Beginning at the line that includes "Target: plain white backdrop", print each remaining line of the data word for word. Output nothing else.
══ Data supplied
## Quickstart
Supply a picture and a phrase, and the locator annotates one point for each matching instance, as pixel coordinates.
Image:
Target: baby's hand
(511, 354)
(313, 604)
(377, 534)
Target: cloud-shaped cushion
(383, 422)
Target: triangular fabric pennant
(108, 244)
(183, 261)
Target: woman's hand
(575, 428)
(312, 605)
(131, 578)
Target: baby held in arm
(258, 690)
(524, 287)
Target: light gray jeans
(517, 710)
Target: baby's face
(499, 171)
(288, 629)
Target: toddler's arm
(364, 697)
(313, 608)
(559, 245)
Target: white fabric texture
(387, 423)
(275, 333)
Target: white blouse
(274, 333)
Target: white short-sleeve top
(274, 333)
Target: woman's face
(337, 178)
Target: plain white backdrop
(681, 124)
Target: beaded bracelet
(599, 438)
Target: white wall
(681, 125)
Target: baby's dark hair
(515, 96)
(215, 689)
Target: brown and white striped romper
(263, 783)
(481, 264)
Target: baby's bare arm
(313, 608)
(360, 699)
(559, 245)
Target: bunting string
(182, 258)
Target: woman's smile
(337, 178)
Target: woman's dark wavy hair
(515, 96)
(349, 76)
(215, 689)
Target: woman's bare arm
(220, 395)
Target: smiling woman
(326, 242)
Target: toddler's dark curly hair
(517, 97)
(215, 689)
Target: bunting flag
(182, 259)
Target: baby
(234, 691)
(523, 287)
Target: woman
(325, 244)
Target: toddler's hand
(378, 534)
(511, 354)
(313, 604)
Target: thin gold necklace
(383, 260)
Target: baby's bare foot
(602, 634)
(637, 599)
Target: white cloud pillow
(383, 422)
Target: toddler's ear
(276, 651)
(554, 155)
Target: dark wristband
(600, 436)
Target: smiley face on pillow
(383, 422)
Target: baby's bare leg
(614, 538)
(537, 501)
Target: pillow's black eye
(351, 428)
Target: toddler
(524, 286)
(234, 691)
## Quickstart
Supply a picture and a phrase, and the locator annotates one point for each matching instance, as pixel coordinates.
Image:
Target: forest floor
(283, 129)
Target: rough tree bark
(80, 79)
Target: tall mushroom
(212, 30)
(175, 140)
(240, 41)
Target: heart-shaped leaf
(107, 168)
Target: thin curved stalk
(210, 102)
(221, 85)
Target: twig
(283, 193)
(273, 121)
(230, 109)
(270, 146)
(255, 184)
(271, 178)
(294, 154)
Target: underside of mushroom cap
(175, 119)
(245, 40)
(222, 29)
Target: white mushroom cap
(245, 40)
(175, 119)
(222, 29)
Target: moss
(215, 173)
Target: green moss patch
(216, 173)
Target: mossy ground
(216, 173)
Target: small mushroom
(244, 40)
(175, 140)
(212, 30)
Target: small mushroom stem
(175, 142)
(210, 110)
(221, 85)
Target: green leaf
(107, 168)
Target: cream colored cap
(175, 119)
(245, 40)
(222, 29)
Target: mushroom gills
════
Response below.
Target: plain white backdrop
(681, 124)
Target: beaded bracelet
(599, 438)
Target: white wall
(681, 125)
Target: baby's dark hair
(515, 96)
(215, 689)
Target: brown and white striped romper
(263, 783)
(481, 264)
Target: baby's bare arm
(313, 608)
(360, 699)
(559, 245)
Target: bunting string
(182, 258)
Target: woman's smile
(337, 178)
Target: woman's dark wavy hair
(515, 96)
(349, 76)
(215, 689)
Target: woman's bare arm
(220, 395)
Target: smiling woman
(326, 242)
Target: toddler's dark curly hair
(517, 97)
(215, 689)
Target: bunting flag
(182, 259)
Target: baby
(234, 691)
(523, 287)
Target: woman
(325, 244)
Target: toddler's hand
(378, 534)
(511, 354)
(313, 604)
Target: thin gold necklace
(383, 260)
Target: baby's bare foot
(602, 634)
(637, 599)
Target: white cloud pillow
(383, 422)
Target: toddler's ear
(276, 651)
(554, 155)
Target: dark wristband
(600, 436)
Target: smiley face on pillow
(383, 422)
Target: baby's bare leg
(614, 538)
(537, 501)
Target: pillow's black eye
(351, 428)
Target: toddler
(524, 286)
(234, 691)
## Quickstart
Supply a picture and a phrase, and the locator annotates one point for each matching instance, as pixel coordinates.
Image:
Target: forest floor
(283, 129)
Target: rough tree bark
(80, 79)
Target: tall mushroom
(212, 30)
(175, 140)
(240, 41)
Target: heart-shaped leaf
(107, 168)
Target: thin curved stalk
(210, 102)
(221, 85)
Target: twig
(283, 193)
(273, 121)
(230, 109)
(270, 146)
(255, 184)
(271, 178)
(294, 154)
Target: underside of mushroom cap
(175, 119)
(245, 40)
(222, 29)
Target: white mushroom cap
(245, 40)
(175, 119)
(222, 29)
Target: moss
(215, 173)
Target: green moss patch
(216, 173)
Target: mossy ground
(216, 173)
Target: small mushroom
(244, 40)
(175, 140)
(212, 30)
Target: small mushroom stem
(175, 142)
(210, 110)
(221, 85)
Target: green leaf
(107, 168)
Target: cream colored cap
(175, 119)
(245, 40)
(222, 29)
Target: mushroom gills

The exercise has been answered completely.